* BEGIN *

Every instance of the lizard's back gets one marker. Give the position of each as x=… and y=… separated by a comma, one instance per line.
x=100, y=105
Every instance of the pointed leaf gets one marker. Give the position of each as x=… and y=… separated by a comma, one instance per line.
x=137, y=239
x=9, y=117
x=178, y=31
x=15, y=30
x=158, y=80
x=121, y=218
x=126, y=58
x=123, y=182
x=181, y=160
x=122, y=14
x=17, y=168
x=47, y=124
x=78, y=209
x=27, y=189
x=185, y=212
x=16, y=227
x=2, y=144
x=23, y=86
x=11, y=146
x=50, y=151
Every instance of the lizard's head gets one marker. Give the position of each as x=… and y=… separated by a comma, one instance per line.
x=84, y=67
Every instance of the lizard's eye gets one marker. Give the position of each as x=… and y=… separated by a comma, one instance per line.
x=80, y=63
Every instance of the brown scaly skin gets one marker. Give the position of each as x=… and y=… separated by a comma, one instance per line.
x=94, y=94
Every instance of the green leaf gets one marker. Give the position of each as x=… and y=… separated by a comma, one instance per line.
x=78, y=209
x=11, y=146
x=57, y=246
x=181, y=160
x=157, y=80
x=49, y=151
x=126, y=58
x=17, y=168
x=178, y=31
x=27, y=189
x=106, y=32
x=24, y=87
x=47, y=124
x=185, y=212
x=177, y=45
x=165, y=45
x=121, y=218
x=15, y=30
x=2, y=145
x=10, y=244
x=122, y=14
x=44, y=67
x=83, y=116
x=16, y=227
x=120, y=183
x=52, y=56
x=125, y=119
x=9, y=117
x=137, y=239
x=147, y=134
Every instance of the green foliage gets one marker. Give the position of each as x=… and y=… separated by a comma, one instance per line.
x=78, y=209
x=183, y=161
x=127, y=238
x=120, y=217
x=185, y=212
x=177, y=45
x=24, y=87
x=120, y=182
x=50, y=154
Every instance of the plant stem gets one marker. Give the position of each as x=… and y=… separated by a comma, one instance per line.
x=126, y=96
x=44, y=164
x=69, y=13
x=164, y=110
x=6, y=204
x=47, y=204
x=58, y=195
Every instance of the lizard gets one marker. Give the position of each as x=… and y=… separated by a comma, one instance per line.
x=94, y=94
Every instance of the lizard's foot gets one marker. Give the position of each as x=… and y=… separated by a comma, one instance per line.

* END *

(Exercise directions)
Turn the records above into a JSON list of strings, one string per line with blank lines left out. Start at the line that contains "Every instance of the lizard's eye" and continue through the end of the records.

(Result)
[
  "Every instance of the lizard's eye gets one marker. Give the position of each as x=… and y=… separated by a comma, one instance per line.",
  "x=80, y=63",
  "Every instance of the brown scaly skin gets one marker. Give the position of each as x=… and y=… separated by a comma, one instance per line.",
  "x=94, y=94",
  "Every instance of the green leaf gets one marker. Give the position of each as x=… and y=… separated by a comma, one instance per line.",
  "x=78, y=209",
  "x=11, y=146",
  "x=57, y=246",
  "x=181, y=160",
  "x=157, y=80",
  "x=49, y=151",
  "x=126, y=58",
  "x=17, y=168",
  "x=178, y=31",
  "x=27, y=189",
  "x=106, y=32",
  "x=24, y=87",
  "x=47, y=124",
  "x=185, y=212",
  "x=177, y=45",
  "x=165, y=45",
  "x=121, y=218",
  "x=15, y=30",
  "x=2, y=145",
  "x=10, y=244",
  "x=122, y=14",
  "x=44, y=67",
  "x=83, y=116",
  "x=16, y=227",
  "x=120, y=183",
  "x=52, y=56",
  "x=125, y=119",
  "x=9, y=117",
  "x=137, y=239",
  "x=147, y=134",
  "Every instance of the green foliage gets one marker. Give the position of each as x=… and y=… separated by a comma, one instance per line.",
  "x=78, y=209",
  "x=183, y=161",
  "x=127, y=238",
  "x=120, y=217",
  "x=185, y=212",
  "x=177, y=45",
  "x=24, y=87",
  "x=120, y=182",
  "x=50, y=154",
  "Every instance of the plant stem gets one marker. Give the position of each as x=… and y=… separated by a comma, one instance per line.",
  "x=126, y=96",
  "x=44, y=164",
  "x=69, y=13",
  "x=164, y=110",
  "x=6, y=204",
  "x=47, y=204",
  "x=58, y=195",
  "Every instance of the lizard gets one marker. Give the position of each as x=… and y=… separated by a comma, one instance per line.",
  "x=94, y=94",
  "Every instance of the lizard's foot gets one marker. Give the position of each as x=… and y=… separated by a comma, one instance per line."
]